__TEXT PASSAGE__:
Joe's overriding interest in life is his family, particularly his sons. His narrow devotion to them has been both motive and excuse for everything he has done. Miller made it clear in his introduction to his collected plays that All My Sons is in part about the wider responsibility people have to the world beyond their own back porch. Joe's problem is that he cannot see his own connection to society beyond his own backyard. But I find that unconvincing. It doesn't demand any understanding of a wider society to know that sending boys to their deaths to avoid a commercial loss, and then letting another man take the blame is wrong even by the most parochial of standards. 

What is more interesting and central to the play is the way that the main characters manage to deceive themselves, at least partly — another theme with contemporary political resonance. "You have such a talent for ignoring things," Chris says to his mother but it seems he shares it. And as a neighbour remarks, living with something terrible requires a certain talent for lying. Evasion, fabulation, forgetting, lying — these are unstable, intermittent devices and Suchet shows with brilliantly subtle transformations the many unstable changes of mood that Joe goes through. He even seems to change physically, to grow, shrink and age through Joe's reluctant progress towards the punishing truth.

__SUPPLIED ENTRIES__:

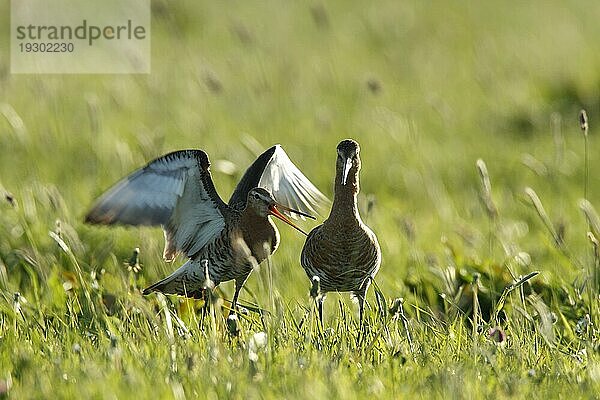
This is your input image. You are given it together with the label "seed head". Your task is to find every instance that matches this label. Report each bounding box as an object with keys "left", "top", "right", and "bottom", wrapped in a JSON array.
[{"left": 579, "top": 110, "right": 589, "bottom": 136}]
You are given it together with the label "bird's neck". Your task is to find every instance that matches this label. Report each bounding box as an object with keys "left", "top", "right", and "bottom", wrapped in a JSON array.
[
  {"left": 240, "top": 207, "right": 279, "bottom": 263},
  {"left": 330, "top": 174, "right": 360, "bottom": 220}
]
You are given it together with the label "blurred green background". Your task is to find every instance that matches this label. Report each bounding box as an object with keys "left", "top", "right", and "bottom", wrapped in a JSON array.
[
  {"left": 0, "top": 0, "right": 600, "bottom": 296},
  {"left": 0, "top": 0, "right": 600, "bottom": 396}
]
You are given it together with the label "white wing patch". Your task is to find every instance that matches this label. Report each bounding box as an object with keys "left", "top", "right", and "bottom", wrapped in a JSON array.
[
  {"left": 86, "top": 150, "right": 225, "bottom": 260},
  {"left": 258, "top": 145, "right": 329, "bottom": 219}
]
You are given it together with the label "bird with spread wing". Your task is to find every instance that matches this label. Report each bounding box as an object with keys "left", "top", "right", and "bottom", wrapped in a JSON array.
[{"left": 85, "top": 145, "right": 328, "bottom": 314}]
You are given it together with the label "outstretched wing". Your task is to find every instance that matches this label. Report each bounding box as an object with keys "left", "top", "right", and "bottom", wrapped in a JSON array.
[
  {"left": 85, "top": 150, "right": 227, "bottom": 261},
  {"left": 229, "top": 145, "right": 329, "bottom": 219}
]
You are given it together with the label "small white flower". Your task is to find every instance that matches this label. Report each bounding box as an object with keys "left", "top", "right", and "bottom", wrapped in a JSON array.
[{"left": 248, "top": 332, "right": 267, "bottom": 362}]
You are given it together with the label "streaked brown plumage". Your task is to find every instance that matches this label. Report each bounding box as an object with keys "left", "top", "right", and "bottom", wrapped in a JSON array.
[
  {"left": 86, "top": 145, "right": 327, "bottom": 312},
  {"left": 301, "top": 139, "right": 381, "bottom": 324}
]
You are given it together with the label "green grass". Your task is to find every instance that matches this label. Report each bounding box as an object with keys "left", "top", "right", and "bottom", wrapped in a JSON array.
[{"left": 0, "top": 0, "right": 600, "bottom": 399}]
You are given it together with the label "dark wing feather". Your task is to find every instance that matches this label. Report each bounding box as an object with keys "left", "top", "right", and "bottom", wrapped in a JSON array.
[
  {"left": 229, "top": 146, "right": 277, "bottom": 210},
  {"left": 229, "top": 145, "right": 329, "bottom": 218},
  {"left": 86, "top": 150, "right": 227, "bottom": 260}
]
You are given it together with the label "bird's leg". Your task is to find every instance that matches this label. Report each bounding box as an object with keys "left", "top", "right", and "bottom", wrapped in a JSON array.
[
  {"left": 315, "top": 295, "right": 325, "bottom": 331},
  {"left": 229, "top": 279, "right": 244, "bottom": 316},
  {"left": 202, "top": 289, "right": 211, "bottom": 321},
  {"left": 354, "top": 277, "right": 372, "bottom": 345}
]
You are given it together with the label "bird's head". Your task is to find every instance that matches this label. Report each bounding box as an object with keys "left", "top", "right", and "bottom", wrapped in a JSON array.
[
  {"left": 246, "top": 187, "right": 315, "bottom": 235},
  {"left": 336, "top": 139, "right": 360, "bottom": 186}
]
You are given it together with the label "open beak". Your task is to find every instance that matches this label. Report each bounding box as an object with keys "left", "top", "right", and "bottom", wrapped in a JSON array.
[
  {"left": 342, "top": 158, "right": 352, "bottom": 186},
  {"left": 269, "top": 204, "right": 316, "bottom": 236}
]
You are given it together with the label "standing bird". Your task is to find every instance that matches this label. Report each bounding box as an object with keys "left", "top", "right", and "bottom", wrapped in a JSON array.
[
  {"left": 85, "top": 145, "right": 327, "bottom": 314},
  {"left": 301, "top": 139, "right": 381, "bottom": 326}
]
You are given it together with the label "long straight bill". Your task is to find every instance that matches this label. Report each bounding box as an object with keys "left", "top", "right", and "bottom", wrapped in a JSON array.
[{"left": 342, "top": 158, "right": 352, "bottom": 185}]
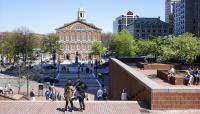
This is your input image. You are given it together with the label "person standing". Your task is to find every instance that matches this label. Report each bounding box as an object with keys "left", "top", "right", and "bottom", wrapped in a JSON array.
[
  {"left": 30, "top": 89, "right": 35, "bottom": 101},
  {"left": 64, "top": 80, "right": 75, "bottom": 111},
  {"left": 76, "top": 79, "right": 87, "bottom": 112},
  {"left": 45, "top": 90, "right": 50, "bottom": 101},
  {"left": 121, "top": 89, "right": 127, "bottom": 101},
  {"left": 97, "top": 88, "right": 103, "bottom": 100},
  {"left": 57, "top": 92, "right": 61, "bottom": 101}
]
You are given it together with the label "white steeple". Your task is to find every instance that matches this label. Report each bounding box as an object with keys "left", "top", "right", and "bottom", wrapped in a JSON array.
[{"left": 78, "top": 7, "right": 86, "bottom": 21}]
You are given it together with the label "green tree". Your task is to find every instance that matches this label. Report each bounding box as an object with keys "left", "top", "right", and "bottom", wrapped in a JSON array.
[
  {"left": 110, "top": 30, "right": 137, "bottom": 56},
  {"left": 91, "top": 41, "right": 105, "bottom": 59},
  {"left": 137, "top": 39, "right": 157, "bottom": 56},
  {"left": 101, "top": 32, "right": 114, "bottom": 50},
  {"left": 160, "top": 33, "right": 200, "bottom": 64}
]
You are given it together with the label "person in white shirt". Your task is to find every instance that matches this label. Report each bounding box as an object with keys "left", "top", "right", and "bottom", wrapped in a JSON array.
[
  {"left": 121, "top": 89, "right": 127, "bottom": 101},
  {"left": 97, "top": 88, "right": 103, "bottom": 100},
  {"left": 168, "top": 67, "right": 176, "bottom": 77}
]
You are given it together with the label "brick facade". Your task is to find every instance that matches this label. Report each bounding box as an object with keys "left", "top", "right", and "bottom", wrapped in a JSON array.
[{"left": 109, "top": 58, "right": 200, "bottom": 110}]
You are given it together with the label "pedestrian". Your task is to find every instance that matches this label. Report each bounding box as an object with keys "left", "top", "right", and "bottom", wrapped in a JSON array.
[
  {"left": 57, "top": 92, "right": 61, "bottom": 101},
  {"left": 183, "top": 70, "right": 193, "bottom": 85},
  {"left": 64, "top": 80, "right": 75, "bottom": 111},
  {"left": 121, "top": 89, "right": 127, "bottom": 101},
  {"left": 0, "top": 86, "right": 3, "bottom": 94},
  {"left": 30, "top": 89, "right": 35, "bottom": 101},
  {"left": 97, "top": 88, "right": 103, "bottom": 100},
  {"left": 76, "top": 79, "right": 87, "bottom": 112},
  {"left": 103, "top": 88, "right": 108, "bottom": 100},
  {"left": 45, "top": 90, "right": 50, "bottom": 100},
  {"left": 49, "top": 87, "right": 54, "bottom": 101}
]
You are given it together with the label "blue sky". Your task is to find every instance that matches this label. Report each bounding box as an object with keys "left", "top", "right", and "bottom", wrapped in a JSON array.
[{"left": 0, "top": 0, "right": 165, "bottom": 34}]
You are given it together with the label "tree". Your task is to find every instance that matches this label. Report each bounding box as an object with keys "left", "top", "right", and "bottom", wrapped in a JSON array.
[
  {"left": 47, "top": 33, "right": 64, "bottom": 62},
  {"left": 110, "top": 30, "right": 137, "bottom": 56},
  {"left": 160, "top": 33, "right": 200, "bottom": 64},
  {"left": 91, "top": 41, "right": 105, "bottom": 59},
  {"left": 137, "top": 39, "right": 157, "bottom": 56}
]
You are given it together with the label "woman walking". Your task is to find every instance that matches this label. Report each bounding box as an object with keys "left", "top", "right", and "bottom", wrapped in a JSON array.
[
  {"left": 64, "top": 80, "right": 75, "bottom": 111},
  {"left": 76, "top": 79, "right": 87, "bottom": 112}
]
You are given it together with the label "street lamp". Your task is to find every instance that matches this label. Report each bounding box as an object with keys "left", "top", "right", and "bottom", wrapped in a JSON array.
[{"left": 95, "top": 59, "right": 98, "bottom": 78}]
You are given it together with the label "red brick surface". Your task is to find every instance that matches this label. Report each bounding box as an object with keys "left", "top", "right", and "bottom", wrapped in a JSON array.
[
  {"left": 0, "top": 102, "right": 140, "bottom": 114},
  {"left": 151, "top": 92, "right": 200, "bottom": 109},
  {"left": 109, "top": 60, "right": 200, "bottom": 110}
]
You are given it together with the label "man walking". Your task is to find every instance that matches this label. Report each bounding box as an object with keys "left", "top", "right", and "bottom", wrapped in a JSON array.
[
  {"left": 76, "top": 79, "right": 87, "bottom": 112},
  {"left": 64, "top": 80, "right": 75, "bottom": 111}
]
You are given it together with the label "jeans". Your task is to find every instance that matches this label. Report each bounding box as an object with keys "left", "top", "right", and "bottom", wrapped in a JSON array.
[
  {"left": 65, "top": 100, "right": 74, "bottom": 111},
  {"left": 78, "top": 97, "right": 85, "bottom": 109}
]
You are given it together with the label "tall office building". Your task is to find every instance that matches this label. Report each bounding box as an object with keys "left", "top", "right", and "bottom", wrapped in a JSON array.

__ACTIONS TO TAKE__:
a) In the All My Sons review, answer each of these questions:
(i) What is Joe's overriding interest in life?
(ii) What does Chris say to his mother?
(iii) Who remarks that living with something terrible requires a certain talent for lying?
b) Can you condense the paragraph of the All My Sons review that begins "Joe's overriding interest in life" into two or three sentences while keeping its main points?
c) Will you write the next part of the All My Sons review, starting after its final sentence?
The records have nothing to do with the All My Sons review.

__RESULTS FOR EACH TASK__:
a)
(i) His family, particularly his sons.
(ii) "You have such a talent for ignoring things."
(iii) A neighbour.

b) Joe's devotion to his family, especially his sons, has been both motive and excuse for all he has done. Miller said the play is partly about people's responsibility to the world beyond their own back porch, and that Joe cannot see his connection to society. The reviewer finds this unconvincing: sending boys to their deaths to avoid a commercial loss, then letting another man take the blame, is wrong even by the most parochial standards.

c)
A talent for ignoring things and for lying is central to Simon Gray's play at the Donmar Warehouse, The Late Middle Classes. This is its London première, though it was first produced in Watford in 1999. Like All My Sons, it is set soon after the Second World War, but in an England where there is still food rationing. Charles is a typically lower-upper-middle-class Englishman, an inhibited pathologist given to bitter witticisms who is glad that at least his patients don't talk to him. His snobbish wife Celia is bored and discontented. Forced to humiliate herself socially in the pursuit of company and scarce fresh eggs, she consoles herself with gin, cigarettes and tennis, ignoring her son apart from fitful emotional blackmail. 

Holliday, their son (who shares his name with Simon Gray) , is articulate and talented. They allow him to take piano lessons at the house of his besotted music teacher and his neurotic, Viennese émigré mother, whose complicity Holly breezily ignores. Caught at the edge of adolescence between the indifference of his parents and the excessive interest of Mr Brownlow, Holly negotiates the complications of his life with a vulnerable, heartbreaking sophistication. Laurence Belcher (one of three boys playing the role) is quite exceptional; indeed, he steals the show. Gray's admirers should not miss this overdue London production of the play, but they will have to admit that, for all its wit, perception and black comedy, it is by his standards rather slow and slight.